• [TEXTO DE LEITURA]:
----
Filé à Oswaldo Aranha: como um gaúcho deu vida ao prato típico carioca
Quando o Rio de Janeiro ainda era capital do Brasil e reunia gente importante de todo o país, lá pelos anos 1930, é bem provável que o advogado Oswaldo Aranha nem sonhasse que, um dia, seria lembrado não apenas pela sua grande contribuição política, como se tornaria referência na gastronomia carioca.
Nascido em Alegrete, cidade a 500 quilômetros da capital sul-rio-grandense Porto Alegre, Oswaldo Aranha foi ministro da Fazenda no governo Getúlio Vargas e acumulou no currículo experiências como deputado, embaixador e diplomata, tendo forte atuação na Revolução de 30, como comenta Rodrigo Rainha, historiador, professor de História e gestor nacional dos cursos de licenciaturas da Estácio.
Aranha, que faleceu em 1960, chegou a ser o delegado brasileiro na Assembleia Geral da ONU de 1947, ocasião que levou à criação de Israel. "Isso não era algo pequeno. Mostrava o peso e o papel que ele teve ao longo desse momento para o país", observa o professor.
Referências políticas à parte, os hábitos à mesa do Rio Grande do Sul - estado desde sempre associado a um generoso e suculento naco de carne - foram mantidos por Oswaldo Aranha quando ele trocou o sul pelo sudeste.
----
• [LINHAS DE DADOS]:
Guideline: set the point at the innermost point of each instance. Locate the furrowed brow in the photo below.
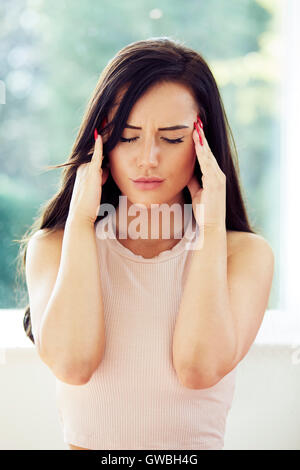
----
• [OBJETIVO DO EXERCÍCIO]: Repita, sem nenhuma alteração, tudo o que vai de "Filé à Oswaldo" até "licenciaturas da Estácio." no texto sobre o filé à Oswaldo Aranha. Os dados não são necessários para resolver o exercício.

• [RESPOSTA]:
Filé à Oswaldo Aranha: como um gaúcho deu vida ao prato típico carioca
Quando o Rio de Janeiro ainda era capital do Brasil e reunia gente importante de todo o país, lá pelos anos 1930, é bem provável que o advogado Oswaldo Aranha nem sonhasse que, um dia, seria lembrado não apenas pela sua grande contribuição política, como se tornaria referência na gastronomia carioca.
Nascido em Alegrete, cidade a 500 quilômetros da capital sul-rio-grandense Porto Alegre, Oswaldo Aranha foi ministro da Fazenda no governo Getúlio Vargas e acumulou no currículo experiências como deputado, embaixador e diplomata, tendo forte atuação na Revolução de 30, como comenta Rodrigo Rainha, historiador, professor de História e gestor nacional dos cursos de licenciaturas da Estácio.